WHAT THE EXERCISE ASKS:
Filter the listing below and copy out each line that contains the word "railing".

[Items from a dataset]
○ ○ ○ ○ ○
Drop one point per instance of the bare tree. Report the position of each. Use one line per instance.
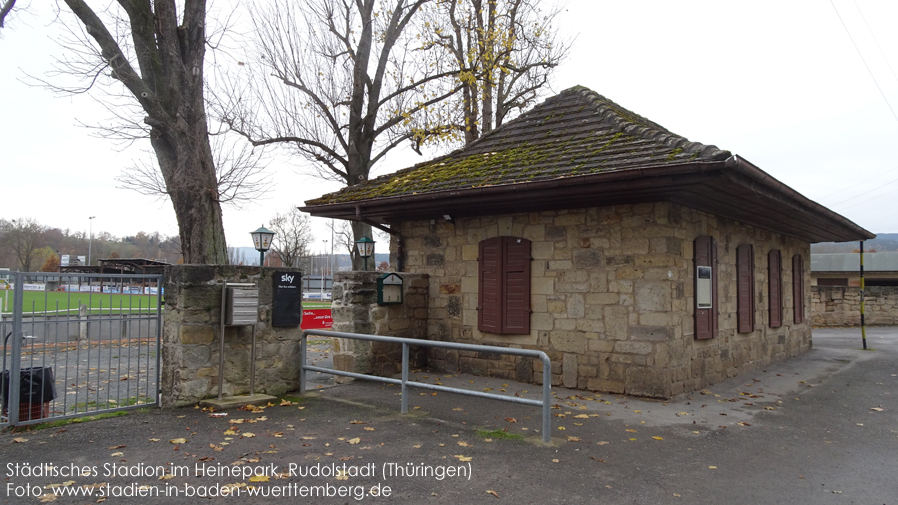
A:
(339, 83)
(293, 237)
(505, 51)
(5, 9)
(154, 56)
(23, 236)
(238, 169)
○ ○ ○ ○ ○
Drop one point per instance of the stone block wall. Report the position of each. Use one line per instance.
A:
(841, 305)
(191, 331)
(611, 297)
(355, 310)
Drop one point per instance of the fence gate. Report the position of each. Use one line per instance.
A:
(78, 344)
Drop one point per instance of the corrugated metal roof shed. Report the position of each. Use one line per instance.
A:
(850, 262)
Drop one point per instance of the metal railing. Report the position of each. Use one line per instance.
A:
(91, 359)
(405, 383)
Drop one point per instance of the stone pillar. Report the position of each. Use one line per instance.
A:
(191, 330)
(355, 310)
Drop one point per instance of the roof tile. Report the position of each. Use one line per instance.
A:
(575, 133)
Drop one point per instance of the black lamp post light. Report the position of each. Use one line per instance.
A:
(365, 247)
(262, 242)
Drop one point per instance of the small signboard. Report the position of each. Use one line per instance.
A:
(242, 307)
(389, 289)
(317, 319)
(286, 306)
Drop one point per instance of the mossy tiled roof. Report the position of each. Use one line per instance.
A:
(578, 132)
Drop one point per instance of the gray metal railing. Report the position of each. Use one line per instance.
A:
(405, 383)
○ ○ ○ ○ ○
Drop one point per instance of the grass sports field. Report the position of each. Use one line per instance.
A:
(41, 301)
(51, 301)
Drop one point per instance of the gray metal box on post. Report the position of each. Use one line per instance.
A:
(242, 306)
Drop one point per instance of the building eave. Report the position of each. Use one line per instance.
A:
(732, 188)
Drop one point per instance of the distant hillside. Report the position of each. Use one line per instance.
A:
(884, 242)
○ ○ ○ ○ ○
RESULT OF THE EXERCISE:
Drop one point per instance of the metal railing. Report the position of each. Use one line per instance.
Drop one point per instance of the gray metal railing. Report the position of each. Use one line per instance.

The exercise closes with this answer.